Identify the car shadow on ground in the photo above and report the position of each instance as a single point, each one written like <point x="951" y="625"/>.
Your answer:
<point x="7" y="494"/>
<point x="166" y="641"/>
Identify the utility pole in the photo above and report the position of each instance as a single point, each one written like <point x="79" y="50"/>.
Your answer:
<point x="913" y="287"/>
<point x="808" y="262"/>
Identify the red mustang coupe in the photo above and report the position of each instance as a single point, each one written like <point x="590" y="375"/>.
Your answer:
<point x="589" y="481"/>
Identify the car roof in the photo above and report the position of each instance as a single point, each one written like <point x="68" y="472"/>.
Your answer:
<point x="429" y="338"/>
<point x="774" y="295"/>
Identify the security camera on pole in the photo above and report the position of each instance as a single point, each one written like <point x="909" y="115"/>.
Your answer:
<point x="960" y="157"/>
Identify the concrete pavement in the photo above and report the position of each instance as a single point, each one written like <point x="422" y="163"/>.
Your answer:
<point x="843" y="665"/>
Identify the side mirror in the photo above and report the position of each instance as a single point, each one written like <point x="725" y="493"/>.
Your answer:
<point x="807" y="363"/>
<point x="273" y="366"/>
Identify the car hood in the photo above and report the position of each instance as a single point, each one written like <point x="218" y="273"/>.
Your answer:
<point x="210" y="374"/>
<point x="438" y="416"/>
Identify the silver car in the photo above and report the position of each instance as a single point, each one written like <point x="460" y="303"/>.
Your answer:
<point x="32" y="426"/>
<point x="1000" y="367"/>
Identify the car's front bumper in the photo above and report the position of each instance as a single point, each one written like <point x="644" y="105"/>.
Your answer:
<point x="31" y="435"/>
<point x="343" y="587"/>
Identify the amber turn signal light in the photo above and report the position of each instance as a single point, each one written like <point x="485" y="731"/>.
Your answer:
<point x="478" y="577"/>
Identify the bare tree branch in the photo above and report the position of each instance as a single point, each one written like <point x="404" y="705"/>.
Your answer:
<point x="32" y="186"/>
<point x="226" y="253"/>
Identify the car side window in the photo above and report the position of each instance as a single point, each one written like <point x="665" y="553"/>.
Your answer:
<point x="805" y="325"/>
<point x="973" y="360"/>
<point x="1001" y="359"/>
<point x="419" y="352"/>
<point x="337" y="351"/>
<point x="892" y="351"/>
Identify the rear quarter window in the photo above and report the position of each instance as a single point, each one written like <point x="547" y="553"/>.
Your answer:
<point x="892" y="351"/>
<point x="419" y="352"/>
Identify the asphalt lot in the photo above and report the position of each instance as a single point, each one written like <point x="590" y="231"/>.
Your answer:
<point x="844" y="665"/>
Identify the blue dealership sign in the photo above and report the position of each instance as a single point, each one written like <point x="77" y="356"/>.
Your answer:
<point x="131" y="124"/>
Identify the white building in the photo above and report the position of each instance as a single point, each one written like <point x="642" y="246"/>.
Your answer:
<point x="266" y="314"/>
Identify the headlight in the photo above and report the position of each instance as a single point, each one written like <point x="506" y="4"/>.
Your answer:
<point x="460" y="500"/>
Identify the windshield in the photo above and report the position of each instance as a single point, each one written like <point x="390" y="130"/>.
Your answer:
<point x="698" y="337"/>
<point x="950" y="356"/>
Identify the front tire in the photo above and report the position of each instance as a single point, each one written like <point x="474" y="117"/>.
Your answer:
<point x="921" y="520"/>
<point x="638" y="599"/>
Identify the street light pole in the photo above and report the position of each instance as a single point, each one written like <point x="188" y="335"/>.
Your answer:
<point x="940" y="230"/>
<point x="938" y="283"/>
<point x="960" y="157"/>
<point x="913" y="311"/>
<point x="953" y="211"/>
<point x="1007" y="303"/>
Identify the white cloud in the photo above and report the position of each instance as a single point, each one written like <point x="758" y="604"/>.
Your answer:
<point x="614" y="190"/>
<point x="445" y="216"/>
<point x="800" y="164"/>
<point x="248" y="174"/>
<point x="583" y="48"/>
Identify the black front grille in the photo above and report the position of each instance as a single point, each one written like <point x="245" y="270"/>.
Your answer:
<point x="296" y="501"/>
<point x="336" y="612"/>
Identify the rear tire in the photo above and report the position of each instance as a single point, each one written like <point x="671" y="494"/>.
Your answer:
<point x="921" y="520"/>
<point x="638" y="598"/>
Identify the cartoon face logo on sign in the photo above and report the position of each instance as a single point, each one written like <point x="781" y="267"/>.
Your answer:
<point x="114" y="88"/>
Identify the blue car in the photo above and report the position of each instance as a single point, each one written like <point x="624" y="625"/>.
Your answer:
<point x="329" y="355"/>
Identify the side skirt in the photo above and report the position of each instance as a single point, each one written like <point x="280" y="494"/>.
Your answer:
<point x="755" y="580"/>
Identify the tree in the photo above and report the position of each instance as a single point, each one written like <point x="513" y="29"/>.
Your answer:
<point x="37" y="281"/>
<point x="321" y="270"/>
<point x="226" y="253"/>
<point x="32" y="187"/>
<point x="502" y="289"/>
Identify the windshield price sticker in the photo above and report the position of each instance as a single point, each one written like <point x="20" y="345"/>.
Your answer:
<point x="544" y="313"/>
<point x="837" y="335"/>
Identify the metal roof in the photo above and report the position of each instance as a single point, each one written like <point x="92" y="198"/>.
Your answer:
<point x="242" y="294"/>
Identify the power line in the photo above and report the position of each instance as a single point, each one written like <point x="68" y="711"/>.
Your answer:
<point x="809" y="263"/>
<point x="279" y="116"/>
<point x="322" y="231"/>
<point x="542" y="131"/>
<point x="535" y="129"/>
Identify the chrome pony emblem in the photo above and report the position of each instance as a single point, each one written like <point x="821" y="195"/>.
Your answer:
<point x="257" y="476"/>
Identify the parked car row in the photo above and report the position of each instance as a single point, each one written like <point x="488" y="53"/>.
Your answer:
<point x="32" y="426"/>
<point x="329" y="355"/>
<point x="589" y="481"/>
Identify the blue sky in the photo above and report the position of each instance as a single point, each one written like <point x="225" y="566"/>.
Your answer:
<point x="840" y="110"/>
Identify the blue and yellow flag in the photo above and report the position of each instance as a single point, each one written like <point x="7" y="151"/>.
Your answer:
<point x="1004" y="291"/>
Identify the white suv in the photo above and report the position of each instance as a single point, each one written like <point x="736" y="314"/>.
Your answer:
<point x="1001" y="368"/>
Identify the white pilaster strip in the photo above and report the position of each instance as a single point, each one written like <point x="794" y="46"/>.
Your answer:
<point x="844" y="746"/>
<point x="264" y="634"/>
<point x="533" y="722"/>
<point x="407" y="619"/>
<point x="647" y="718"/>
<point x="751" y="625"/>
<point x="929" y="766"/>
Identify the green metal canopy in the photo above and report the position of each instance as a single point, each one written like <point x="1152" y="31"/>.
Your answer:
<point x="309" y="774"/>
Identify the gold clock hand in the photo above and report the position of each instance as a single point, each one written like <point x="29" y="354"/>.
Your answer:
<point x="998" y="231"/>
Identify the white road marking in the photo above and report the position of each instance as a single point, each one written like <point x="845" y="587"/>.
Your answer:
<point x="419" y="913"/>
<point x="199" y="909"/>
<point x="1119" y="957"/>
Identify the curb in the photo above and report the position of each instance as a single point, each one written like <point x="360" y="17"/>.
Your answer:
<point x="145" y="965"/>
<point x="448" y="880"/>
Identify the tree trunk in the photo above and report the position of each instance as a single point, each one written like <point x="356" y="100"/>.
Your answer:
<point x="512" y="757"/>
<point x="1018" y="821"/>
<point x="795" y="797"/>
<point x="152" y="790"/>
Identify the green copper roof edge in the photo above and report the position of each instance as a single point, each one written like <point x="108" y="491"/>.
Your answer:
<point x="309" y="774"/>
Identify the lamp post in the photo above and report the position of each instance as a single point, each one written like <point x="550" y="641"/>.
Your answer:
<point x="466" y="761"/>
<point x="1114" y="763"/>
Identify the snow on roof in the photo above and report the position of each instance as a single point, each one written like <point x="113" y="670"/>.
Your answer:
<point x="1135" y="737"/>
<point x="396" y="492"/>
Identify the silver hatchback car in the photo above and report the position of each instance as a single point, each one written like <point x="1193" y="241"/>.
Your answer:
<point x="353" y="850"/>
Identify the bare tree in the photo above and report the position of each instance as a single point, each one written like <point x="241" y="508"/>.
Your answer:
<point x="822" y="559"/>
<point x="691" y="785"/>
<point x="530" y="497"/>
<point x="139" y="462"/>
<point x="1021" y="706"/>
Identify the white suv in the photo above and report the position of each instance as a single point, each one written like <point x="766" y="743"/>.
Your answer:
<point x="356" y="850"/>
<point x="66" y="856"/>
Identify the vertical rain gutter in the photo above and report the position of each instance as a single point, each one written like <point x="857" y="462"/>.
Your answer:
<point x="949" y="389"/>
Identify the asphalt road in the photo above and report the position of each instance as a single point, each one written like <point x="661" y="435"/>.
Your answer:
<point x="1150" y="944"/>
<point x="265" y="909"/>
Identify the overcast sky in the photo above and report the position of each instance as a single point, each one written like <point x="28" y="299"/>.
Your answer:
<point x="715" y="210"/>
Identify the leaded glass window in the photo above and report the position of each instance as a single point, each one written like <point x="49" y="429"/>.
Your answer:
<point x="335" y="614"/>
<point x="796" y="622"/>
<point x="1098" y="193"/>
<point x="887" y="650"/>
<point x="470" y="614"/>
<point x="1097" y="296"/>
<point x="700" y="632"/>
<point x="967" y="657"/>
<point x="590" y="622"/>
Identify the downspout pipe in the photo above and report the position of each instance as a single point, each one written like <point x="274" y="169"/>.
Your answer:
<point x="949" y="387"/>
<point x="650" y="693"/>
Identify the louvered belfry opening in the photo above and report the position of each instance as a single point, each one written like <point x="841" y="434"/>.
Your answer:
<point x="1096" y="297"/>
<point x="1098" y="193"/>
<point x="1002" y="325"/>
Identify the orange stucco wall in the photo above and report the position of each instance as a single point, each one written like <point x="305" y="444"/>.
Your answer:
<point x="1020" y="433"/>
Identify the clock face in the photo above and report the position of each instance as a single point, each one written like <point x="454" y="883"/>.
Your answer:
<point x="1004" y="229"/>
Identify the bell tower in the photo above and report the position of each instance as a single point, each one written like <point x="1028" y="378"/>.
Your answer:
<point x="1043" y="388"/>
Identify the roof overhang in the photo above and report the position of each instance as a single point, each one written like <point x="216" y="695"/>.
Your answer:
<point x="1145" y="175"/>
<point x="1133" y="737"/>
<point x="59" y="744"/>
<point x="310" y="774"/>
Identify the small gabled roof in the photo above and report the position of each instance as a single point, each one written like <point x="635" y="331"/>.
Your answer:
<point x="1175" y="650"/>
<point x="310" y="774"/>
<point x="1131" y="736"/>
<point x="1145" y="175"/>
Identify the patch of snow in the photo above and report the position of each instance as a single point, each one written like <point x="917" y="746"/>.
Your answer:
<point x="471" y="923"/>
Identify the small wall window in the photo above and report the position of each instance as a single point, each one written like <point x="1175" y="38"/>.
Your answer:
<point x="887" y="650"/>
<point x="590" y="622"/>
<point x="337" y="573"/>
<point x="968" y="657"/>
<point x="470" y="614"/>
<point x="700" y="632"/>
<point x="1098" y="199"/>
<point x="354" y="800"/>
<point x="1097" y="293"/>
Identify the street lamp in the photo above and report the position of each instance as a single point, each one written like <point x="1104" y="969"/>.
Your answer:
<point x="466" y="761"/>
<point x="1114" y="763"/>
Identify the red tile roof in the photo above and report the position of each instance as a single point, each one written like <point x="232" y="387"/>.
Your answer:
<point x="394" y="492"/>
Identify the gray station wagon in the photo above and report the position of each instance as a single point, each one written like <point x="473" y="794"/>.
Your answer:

-*-*-

:: Directive ::
Write out the lines as a numbered list with blank lines left out, starting with the line containing "Identify the gray" and going on through the end of the entries.

:: Answer to this problem ::
1. Identify the gray station wagon in the photo above and report the position of each instance as a single point, each one written like <point x="473" y="794"/>.
2. Your answer:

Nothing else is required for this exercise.